- [Data to process]:
= = =
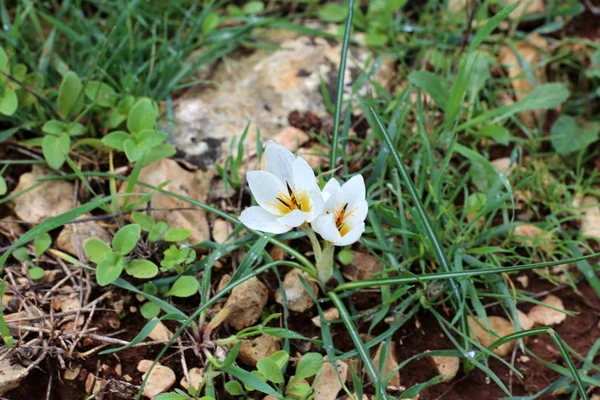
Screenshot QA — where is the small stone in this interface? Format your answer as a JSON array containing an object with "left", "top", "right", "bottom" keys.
[
  {"left": 63, "top": 364, "right": 81, "bottom": 381},
  {"left": 0, "top": 358, "right": 28, "bottom": 396},
  {"left": 314, "top": 357, "right": 348, "bottom": 400},
  {"left": 137, "top": 360, "right": 175, "bottom": 399},
  {"left": 468, "top": 316, "right": 515, "bottom": 357},
  {"left": 311, "top": 307, "right": 340, "bottom": 328},
  {"left": 373, "top": 342, "right": 400, "bottom": 387},
  {"left": 212, "top": 218, "right": 231, "bottom": 244},
  {"left": 429, "top": 356, "right": 460, "bottom": 382},
  {"left": 238, "top": 335, "right": 280, "bottom": 367},
  {"left": 342, "top": 251, "right": 383, "bottom": 281},
  {"left": 179, "top": 368, "right": 205, "bottom": 390},
  {"left": 527, "top": 294, "right": 567, "bottom": 326},
  {"left": 224, "top": 277, "right": 269, "bottom": 329},
  {"left": 148, "top": 318, "right": 173, "bottom": 341},
  {"left": 275, "top": 269, "right": 319, "bottom": 312},
  {"left": 8, "top": 165, "right": 76, "bottom": 224},
  {"left": 56, "top": 215, "right": 112, "bottom": 256},
  {"left": 273, "top": 126, "right": 310, "bottom": 152}
]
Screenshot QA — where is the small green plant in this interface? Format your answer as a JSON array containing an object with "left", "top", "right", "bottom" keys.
[{"left": 83, "top": 224, "right": 158, "bottom": 286}]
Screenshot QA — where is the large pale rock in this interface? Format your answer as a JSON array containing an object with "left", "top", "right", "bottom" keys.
[
  {"left": 223, "top": 277, "right": 269, "bottom": 329},
  {"left": 8, "top": 165, "right": 76, "bottom": 224},
  {"left": 238, "top": 335, "right": 281, "bottom": 367},
  {"left": 275, "top": 269, "right": 319, "bottom": 312},
  {"left": 468, "top": 316, "right": 515, "bottom": 357},
  {"left": 121, "top": 159, "right": 212, "bottom": 244},
  {"left": 314, "top": 357, "right": 348, "bottom": 400},
  {"left": 527, "top": 294, "right": 567, "bottom": 326},
  {"left": 0, "top": 358, "right": 27, "bottom": 396},
  {"left": 56, "top": 215, "right": 112, "bottom": 256},
  {"left": 342, "top": 251, "right": 383, "bottom": 281},
  {"left": 498, "top": 34, "right": 547, "bottom": 126},
  {"left": 137, "top": 360, "right": 175, "bottom": 399},
  {"left": 373, "top": 342, "right": 400, "bottom": 387},
  {"left": 175, "top": 31, "right": 394, "bottom": 168}
]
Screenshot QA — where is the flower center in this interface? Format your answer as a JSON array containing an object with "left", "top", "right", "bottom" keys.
[
  {"left": 335, "top": 203, "right": 354, "bottom": 236},
  {"left": 273, "top": 182, "right": 311, "bottom": 215}
]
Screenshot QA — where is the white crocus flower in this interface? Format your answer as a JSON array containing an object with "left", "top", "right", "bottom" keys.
[
  {"left": 240, "top": 141, "right": 323, "bottom": 233},
  {"left": 312, "top": 175, "right": 369, "bottom": 246}
]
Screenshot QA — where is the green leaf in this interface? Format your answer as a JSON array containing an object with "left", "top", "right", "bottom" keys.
[
  {"left": 408, "top": 71, "right": 450, "bottom": 110},
  {"left": 112, "top": 224, "right": 142, "bottom": 256},
  {"left": 96, "top": 259, "right": 125, "bottom": 286},
  {"left": 225, "top": 381, "right": 244, "bottom": 396},
  {"left": 256, "top": 358, "right": 283, "bottom": 383},
  {"left": 83, "top": 238, "right": 112, "bottom": 264},
  {"left": 242, "top": 1, "right": 265, "bottom": 15},
  {"left": 85, "top": 81, "right": 115, "bottom": 107},
  {"left": 140, "top": 301, "right": 160, "bottom": 319},
  {"left": 42, "top": 133, "right": 71, "bottom": 169},
  {"left": 163, "top": 228, "right": 192, "bottom": 242},
  {"left": 127, "top": 98, "right": 156, "bottom": 133},
  {"left": 165, "top": 275, "right": 200, "bottom": 297},
  {"left": 131, "top": 211, "right": 154, "bottom": 232},
  {"left": 550, "top": 115, "right": 600, "bottom": 156},
  {"left": 294, "top": 353, "right": 323, "bottom": 380},
  {"left": 29, "top": 267, "right": 44, "bottom": 281},
  {"left": 125, "top": 260, "right": 158, "bottom": 279},
  {"left": 0, "top": 88, "right": 19, "bottom": 116},
  {"left": 33, "top": 233, "right": 52, "bottom": 258},
  {"left": 102, "top": 131, "right": 130, "bottom": 151},
  {"left": 58, "top": 71, "right": 83, "bottom": 117},
  {"left": 317, "top": 3, "right": 348, "bottom": 22}
]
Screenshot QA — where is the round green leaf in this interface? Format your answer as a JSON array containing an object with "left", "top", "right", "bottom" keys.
[
  {"left": 164, "top": 228, "right": 192, "bottom": 242},
  {"left": 165, "top": 276, "right": 200, "bottom": 297},
  {"left": 112, "top": 224, "right": 142, "bottom": 256},
  {"left": 58, "top": 71, "right": 83, "bottom": 117},
  {"left": 96, "top": 260, "right": 123, "bottom": 286},
  {"left": 141, "top": 301, "right": 160, "bottom": 319},
  {"left": 256, "top": 358, "right": 283, "bottom": 383},
  {"left": 127, "top": 98, "right": 156, "bottom": 133},
  {"left": 125, "top": 260, "right": 158, "bottom": 279},
  {"left": 83, "top": 238, "right": 112, "bottom": 264}
]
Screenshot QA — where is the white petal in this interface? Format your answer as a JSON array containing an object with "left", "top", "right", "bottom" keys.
= = =
- [Given problem]: With the pictures left out, transcribe the material exactly.

- [Exercise response]:
Screenshot QA — where is the small stone in this interface? Format your answer as a JSON array containing an object with "left", "top", "right", "bottom" keys.
[
  {"left": 63, "top": 364, "right": 81, "bottom": 381},
  {"left": 0, "top": 358, "right": 28, "bottom": 396},
  {"left": 314, "top": 357, "right": 348, "bottom": 400},
  {"left": 137, "top": 360, "right": 175, "bottom": 399},
  {"left": 468, "top": 316, "right": 515, "bottom": 357},
  {"left": 311, "top": 307, "right": 340, "bottom": 328},
  {"left": 373, "top": 342, "right": 400, "bottom": 387},
  {"left": 212, "top": 218, "right": 231, "bottom": 244},
  {"left": 429, "top": 356, "right": 460, "bottom": 382},
  {"left": 238, "top": 335, "right": 280, "bottom": 367},
  {"left": 342, "top": 251, "right": 383, "bottom": 281},
  {"left": 179, "top": 368, "right": 205, "bottom": 390},
  {"left": 527, "top": 294, "right": 567, "bottom": 326},
  {"left": 224, "top": 277, "right": 269, "bottom": 329},
  {"left": 148, "top": 318, "right": 173, "bottom": 341},
  {"left": 275, "top": 269, "right": 319, "bottom": 312},
  {"left": 8, "top": 165, "right": 76, "bottom": 224},
  {"left": 56, "top": 215, "right": 112, "bottom": 256},
  {"left": 273, "top": 126, "right": 310, "bottom": 152}
]
Screenshot QA — where is the small green plant in this interface? Format your answer as a JSON array containing an object with "left", "top", "right", "bottom" keys.
[{"left": 83, "top": 224, "right": 158, "bottom": 286}]
Screenshot QA — where is the large pale rock in this interface? Format your answer as a JSON array containing an object with "left", "top", "right", "bottom" keys.
[
  {"left": 223, "top": 277, "right": 269, "bottom": 329},
  {"left": 8, "top": 165, "right": 76, "bottom": 224},
  {"left": 238, "top": 335, "right": 281, "bottom": 367},
  {"left": 275, "top": 269, "right": 319, "bottom": 312},
  {"left": 468, "top": 316, "right": 515, "bottom": 357},
  {"left": 121, "top": 159, "right": 212, "bottom": 244},
  {"left": 314, "top": 357, "right": 348, "bottom": 400},
  {"left": 527, "top": 294, "right": 567, "bottom": 326},
  {"left": 0, "top": 358, "right": 27, "bottom": 396},
  {"left": 56, "top": 215, "right": 112, "bottom": 256},
  {"left": 342, "top": 251, "right": 383, "bottom": 281},
  {"left": 498, "top": 34, "right": 547, "bottom": 126},
  {"left": 137, "top": 360, "right": 175, "bottom": 399},
  {"left": 373, "top": 342, "right": 400, "bottom": 387},
  {"left": 175, "top": 31, "right": 394, "bottom": 168}
]
Screenshot QA — where is the flower center in this interface? Format your answer as a JSON array containing an object with "left", "top", "right", "bottom" keys.
[
  {"left": 335, "top": 203, "right": 354, "bottom": 236},
  {"left": 273, "top": 182, "right": 311, "bottom": 215}
]
Screenshot QA — where is the white crocus flower in this interface? Format your answer as a JSON array containing an object with "left", "top", "right", "bottom" keys.
[
  {"left": 240, "top": 141, "right": 323, "bottom": 233},
  {"left": 312, "top": 175, "right": 369, "bottom": 246}
]
Screenshot QA — where is the green leaf in this interface? Format your answer as a JSON array containing an object with "left", "top", "right", "bottom" keys.
[
  {"left": 408, "top": 71, "right": 450, "bottom": 110},
  {"left": 112, "top": 224, "right": 142, "bottom": 256},
  {"left": 96, "top": 259, "right": 125, "bottom": 286},
  {"left": 225, "top": 381, "right": 244, "bottom": 396},
  {"left": 256, "top": 358, "right": 283, "bottom": 383},
  {"left": 83, "top": 238, "right": 112, "bottom": 264},
  {"left": 242, "top": 1, "right": 265, "bottom": 15},
  {"left": 85, "top": 81, "right": 115, "bottom": 107},
  {"left": 140, "top": 301, "right": 160, "bottom": 319},
  {"left": 42, "top": 133, "right": 71, "bottom": 169},
  {"left": 163, "top": 228, "right": 192, "bottom": 242},
  {"left": 127, "top": 98, "right": 156, "bottom": 133},
  {"left": 165, "top": 275, "right": 200, "bottom": 297},
  {"left": 131, "top": 211, "right": 154, "bottom": 232},
  {"left": 550, "top": 115, "right": 600, "bottom": 156},
  {"left": 294, "top": 353, "right": 323, "bottom": 380},
  {"left": 29, "top": 267, "right": 44, "bottom": 281},
  {"left": 125, "top": 260, "right": 158, "bottom": 279},
  {"left": 0, "top": 88, "right": 19, "bottom": 116},
  {"left": 33, "top": 233, "right": 52, "bottom": 258},
  {"left": 102, "top": 131, "right": 130, "bottom": 151},
  {"left": 58, "top": 71, "right": 83, "bottom": 117},
  {"left": 317, "top": 3, "right": 348, "bottom": 22}
]
Screenshot QA — where is the round green leaf in this interface? Format your answer as a JSON array containing an object with "left", "top", "right", "bottom" keys.
[
  {"left": 164, "top": 228, "right": 192, "bottom": 242},
  {"left": 165, "top": 276, "right": 200, "bottom": 297},
  {"left": 112, "top": 224, "right": 142, "bottom": 256},
  {"left": 58, "top": 71, "right": 83, "bottom": 117},
  {"left": 96, "top": 260, "right": 123, "bottom": 286},
  {"left": 141, "top": 301, "right": 160, "bottom": 319},
  {"left": 256, "top": 358, "right": 283, "bottom": 383},
  {"left": 127, "top": 98, "right": 156, "bottom": 133},
  {"left": 125, "top": 260, "right": 158, "bottom": 279},
  {"left": 83, "top": 238, "right": 112, "bottom": 264}
]
Screenshot QA — where is the white petal in this interface? Format your answer as a JSON array containing an object with "left", "top", "right", "bottom" keys.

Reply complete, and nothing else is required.